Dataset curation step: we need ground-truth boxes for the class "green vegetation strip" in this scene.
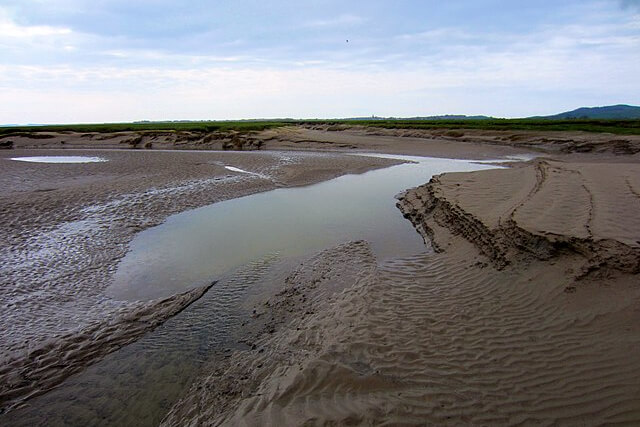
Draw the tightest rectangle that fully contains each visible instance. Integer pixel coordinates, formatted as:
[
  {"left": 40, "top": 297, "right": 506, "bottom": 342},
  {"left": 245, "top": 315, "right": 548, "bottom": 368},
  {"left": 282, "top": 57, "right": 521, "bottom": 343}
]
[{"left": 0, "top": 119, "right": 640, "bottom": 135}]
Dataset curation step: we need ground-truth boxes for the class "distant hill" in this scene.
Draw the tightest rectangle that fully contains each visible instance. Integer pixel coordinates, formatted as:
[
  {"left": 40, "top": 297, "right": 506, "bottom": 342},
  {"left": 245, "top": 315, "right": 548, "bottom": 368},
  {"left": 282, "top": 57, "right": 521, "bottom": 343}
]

**TASK GOAL**
Count the lines in the records above that contain the string "class". Reply with the number alone.

**TASK ANSWER**
2